## Prompt 1
Summarize the lake trout replica thread in two sentences.
## Prompt 2
Duplicate the lake trout replica thread word for word, everything from "## DFJISH (Mar" down to "(Oct 26, 2008)".

## Provided passage
# replica lake trout artist wanted



## fishin'magician' (Mar 2, 2005)

I have many shots of a Lake Trout my grand father took with me last week, I want to surprise him with a replica of his fish. I am looking for a good artist that would be interested in a barter for a charter on Lake Michigan out of Ludington.


----------



## DFJISH (Mar 30, 2009)

What you really need is one who can PAINT a replica laker so it looks natural and realistic. The two I would recommend are Randy Budzynski (Lansing) and Paul Borkowski (Grand Rapids). Painting a lake trout blank so it looks alive is a daunting task that very few have the ability to do. The aforementioned artists as as good as you'll find in this state. BTW...How big was that laker?
Good luck!


----------



## old professor (Oct 26, 2008)

I don't know about barter but I use Artistic Anglers out of Duluth, Minnesota for my replica monts.


----------



## RV13 (Nov 2, 2012)

## Supplied information
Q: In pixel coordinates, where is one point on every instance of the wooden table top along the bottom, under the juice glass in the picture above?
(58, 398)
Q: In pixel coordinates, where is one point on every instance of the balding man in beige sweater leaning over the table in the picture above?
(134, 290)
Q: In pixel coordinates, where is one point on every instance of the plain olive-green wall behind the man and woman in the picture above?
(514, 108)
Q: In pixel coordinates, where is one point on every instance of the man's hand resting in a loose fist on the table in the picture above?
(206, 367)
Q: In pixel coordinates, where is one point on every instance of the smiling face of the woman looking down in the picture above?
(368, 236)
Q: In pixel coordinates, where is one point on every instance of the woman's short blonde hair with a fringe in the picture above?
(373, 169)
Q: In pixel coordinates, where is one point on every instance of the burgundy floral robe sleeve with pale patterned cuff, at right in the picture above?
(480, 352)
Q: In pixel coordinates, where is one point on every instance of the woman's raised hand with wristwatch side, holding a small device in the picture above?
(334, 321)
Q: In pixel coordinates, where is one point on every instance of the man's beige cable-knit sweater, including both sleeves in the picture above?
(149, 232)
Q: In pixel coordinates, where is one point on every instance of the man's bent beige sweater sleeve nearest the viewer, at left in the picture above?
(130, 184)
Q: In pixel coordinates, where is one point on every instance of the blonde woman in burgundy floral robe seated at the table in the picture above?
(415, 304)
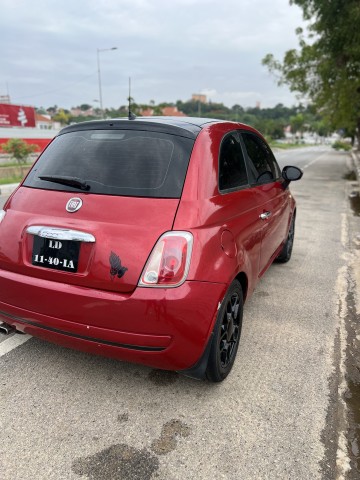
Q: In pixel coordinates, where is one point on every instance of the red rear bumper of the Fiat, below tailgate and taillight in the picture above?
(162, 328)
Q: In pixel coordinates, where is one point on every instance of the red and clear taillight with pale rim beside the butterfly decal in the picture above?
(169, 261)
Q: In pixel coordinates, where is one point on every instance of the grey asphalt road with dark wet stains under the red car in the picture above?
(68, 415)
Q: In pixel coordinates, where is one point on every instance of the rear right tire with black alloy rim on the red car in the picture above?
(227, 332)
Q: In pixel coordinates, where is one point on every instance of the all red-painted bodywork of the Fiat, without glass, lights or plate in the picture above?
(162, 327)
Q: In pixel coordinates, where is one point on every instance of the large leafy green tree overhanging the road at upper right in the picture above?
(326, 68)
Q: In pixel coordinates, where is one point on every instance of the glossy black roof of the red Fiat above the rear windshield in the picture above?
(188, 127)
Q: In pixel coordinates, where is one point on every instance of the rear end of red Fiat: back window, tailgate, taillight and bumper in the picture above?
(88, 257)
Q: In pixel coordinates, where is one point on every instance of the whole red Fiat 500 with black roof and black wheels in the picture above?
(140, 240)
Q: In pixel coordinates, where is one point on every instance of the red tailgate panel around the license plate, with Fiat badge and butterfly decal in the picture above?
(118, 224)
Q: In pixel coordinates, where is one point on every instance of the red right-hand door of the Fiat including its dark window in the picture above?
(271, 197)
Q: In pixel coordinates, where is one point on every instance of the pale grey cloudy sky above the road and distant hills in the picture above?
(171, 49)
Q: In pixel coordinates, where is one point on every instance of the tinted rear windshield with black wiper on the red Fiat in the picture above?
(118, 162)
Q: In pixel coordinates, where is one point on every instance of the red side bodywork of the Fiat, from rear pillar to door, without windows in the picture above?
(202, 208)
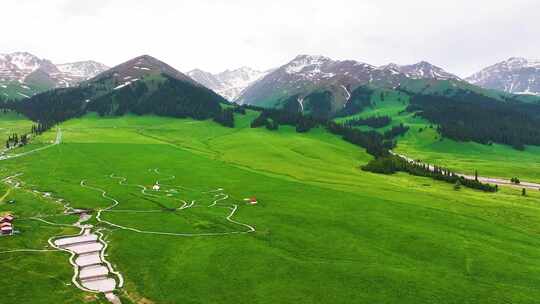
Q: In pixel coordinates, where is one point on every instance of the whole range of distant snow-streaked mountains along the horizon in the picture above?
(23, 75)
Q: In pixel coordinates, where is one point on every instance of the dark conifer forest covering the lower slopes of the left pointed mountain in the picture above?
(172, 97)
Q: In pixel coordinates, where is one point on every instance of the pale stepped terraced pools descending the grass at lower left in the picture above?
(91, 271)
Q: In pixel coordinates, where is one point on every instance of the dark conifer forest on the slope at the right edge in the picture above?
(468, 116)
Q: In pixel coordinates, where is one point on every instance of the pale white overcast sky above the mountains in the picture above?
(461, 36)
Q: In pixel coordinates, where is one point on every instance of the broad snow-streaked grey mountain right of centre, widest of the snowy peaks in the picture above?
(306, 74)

==

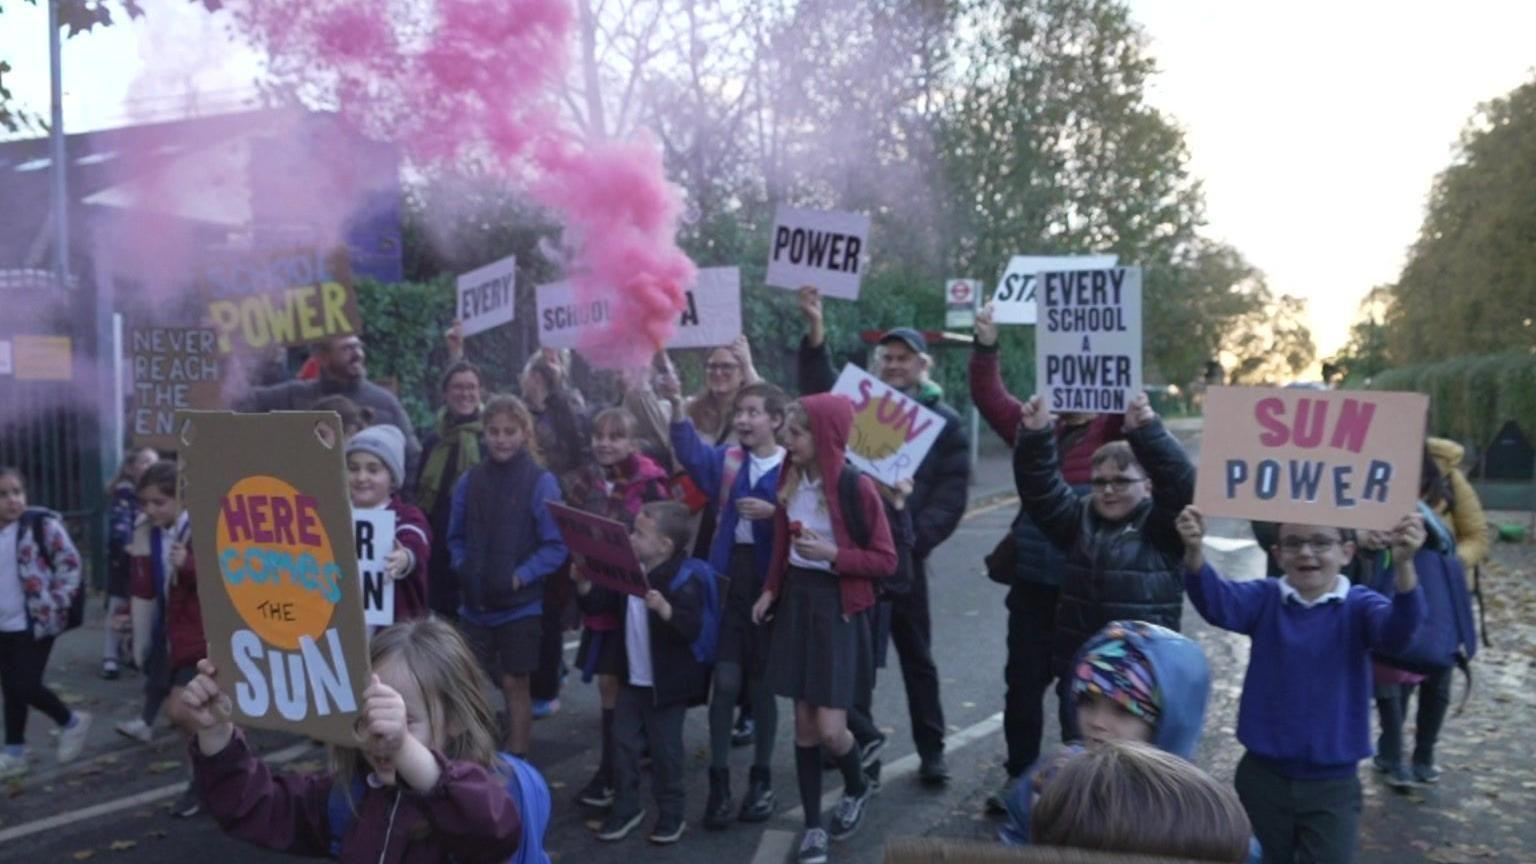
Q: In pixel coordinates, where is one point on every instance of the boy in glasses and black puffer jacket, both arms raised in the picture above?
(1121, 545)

## Expected output 1
A poster wants to surprise their grandfather with a replica of a lake trout he took last week and seeks an artist willing to barter for a charter on Lake Michigan out of Ludington. Replies recommend painters Randy Budzynski of Lansing and Paul Borkowski of Grand Rapids, noting that few can paint a lake trout blank so it looks alive, and another respondent uses Artistic Anglers out of Duluth, Minnesota, for replica mounts.

## Expected output 2
## DFJISH (Mar 30, 2009)

What you really need is one who can PAINT a replica laker so it looks natural and realistic. The two I would recommend are Randy Budzynski (Lansing) and Paul Borkowski (Grand Rapids). Painting a lake trout blank so it looks alive is a daunting task that very few have the ability to do. The aforementioned artists as as good as you'll find in this state. BTW...How big was that laker?
Good luck!


----------



## old professor (Oct 26, 2008)